* [TEXTE SOURCE]
Comment Poutine a installé la culture de la peur pour se rallier les élites
Le chercheur Gilles Favarel-Garrigues décrit comment, par la dictature de la loi, le président russe a pu asseoir son pouvoir. Edifiant.
Après le déclenchement de la guerre en Ukraine, on a pu croire que les sanctions imposées à la Russie pousseraient la population à la révolte et les élites à la prise de distance avec Vladimir Poutine. Ces phénomènes ne se sont pas produits. Comment l’expliquer? Directeur de recherche CNRS à Sciences Po Paris, Gilles Favarel-Garrigues avance comme élément de réponse le recours par le président russe à la dictature de la loi, dans son passionnant essai La Verticale de la peur.
En quoi consiste la dictature de la loi qui permet la verticale de la peur mise en œuvre par Vladimir Poutine?
La «dictature de la loi» est une expression que Vladimir Poutine emploie lui-même lorsqu’il arrive au pouvoir en 2000. De manière assez paradoxale d’ailleurs, parce que le paradigme dominant du changement politique à ce moment-là, c’est la démocratisation. Lui-même est élu au suffrage universel. Mais dans son premier discours à la Nation, il annonce qu’il va mener la «dictature de la loi «. C’est une technique de gouvernement qui consiste à intimider par le droit. Elle est utilisée très rapidement. Un très bon exemple de cette pratique est la lutte contre les oligarques, dès le début des années 2000, et notamment le procès contre Mikhaïl Khodorkovski. Ce dernier écope d’une condamnation lourde pour des pratiques assez banales dans les milieux d’affaires à ce moment-là. La dictature de la loi, c’est cela: l’exploitation sélective de la vulnérabilité juridique contre l’ensemble des adversaires du pouvoir. Le principe est que n’importe quelle personne a potentiellement quelque chose à se reprocher. Si ce n’est pas le cas, on peut fabriquer des dossiers compromettants ou, du moins, manipuler la justice pour intimider ses adversaires.

* [TRAVAUX DEMANDÉS]
[1] D'après le texte source, quel est le titre de l'essai de Gilles Favarel-Garrigues ?
[2] Recopiez le texte source en commençant à « Comment Poutine a » et en terminant à « son pouvoir. Edifiant. », en substituant « chef du Kremlin » à « président russe ».
Les lignes enregistrées n'ont aucun rôle ici.

* [LIGNES ENREGISTRÉES]
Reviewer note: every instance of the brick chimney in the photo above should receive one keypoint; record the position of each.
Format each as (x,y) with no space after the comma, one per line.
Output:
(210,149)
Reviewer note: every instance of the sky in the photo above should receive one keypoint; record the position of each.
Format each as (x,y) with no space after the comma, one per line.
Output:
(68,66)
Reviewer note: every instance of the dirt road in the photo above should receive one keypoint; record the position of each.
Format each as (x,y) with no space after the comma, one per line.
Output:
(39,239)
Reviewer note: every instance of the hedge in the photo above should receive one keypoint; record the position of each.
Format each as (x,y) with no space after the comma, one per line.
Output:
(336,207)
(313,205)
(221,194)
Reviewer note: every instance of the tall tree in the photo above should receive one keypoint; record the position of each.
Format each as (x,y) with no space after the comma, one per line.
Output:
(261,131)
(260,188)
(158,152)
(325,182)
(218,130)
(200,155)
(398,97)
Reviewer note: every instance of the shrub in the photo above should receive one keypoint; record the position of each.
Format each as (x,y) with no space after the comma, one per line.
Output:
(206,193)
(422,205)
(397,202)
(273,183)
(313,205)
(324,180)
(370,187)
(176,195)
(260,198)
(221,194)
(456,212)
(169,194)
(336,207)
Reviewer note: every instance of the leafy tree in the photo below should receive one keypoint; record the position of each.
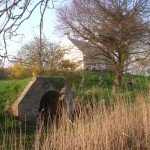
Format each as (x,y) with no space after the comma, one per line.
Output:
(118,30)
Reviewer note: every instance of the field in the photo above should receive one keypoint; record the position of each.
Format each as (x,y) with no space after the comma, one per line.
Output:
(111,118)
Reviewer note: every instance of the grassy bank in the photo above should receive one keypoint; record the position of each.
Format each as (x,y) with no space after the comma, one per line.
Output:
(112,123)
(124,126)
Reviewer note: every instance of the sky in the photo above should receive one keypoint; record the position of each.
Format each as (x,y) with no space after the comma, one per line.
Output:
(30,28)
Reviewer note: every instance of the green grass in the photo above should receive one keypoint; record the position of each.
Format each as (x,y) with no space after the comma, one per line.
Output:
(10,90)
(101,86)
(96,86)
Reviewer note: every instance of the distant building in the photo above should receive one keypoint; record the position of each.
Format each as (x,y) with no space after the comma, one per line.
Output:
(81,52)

* [LES RÉPONSES]
[1] La Verticale de la peur.

[2]
Comment Poutine a installé la culture de la peur pour se rallier les élites
Le chercheur Gilles Favarel-Garrigues décrit comment, par la dictature de la loi, le chef du Kremlin a pu asseoir son pouvoir. Edifiant.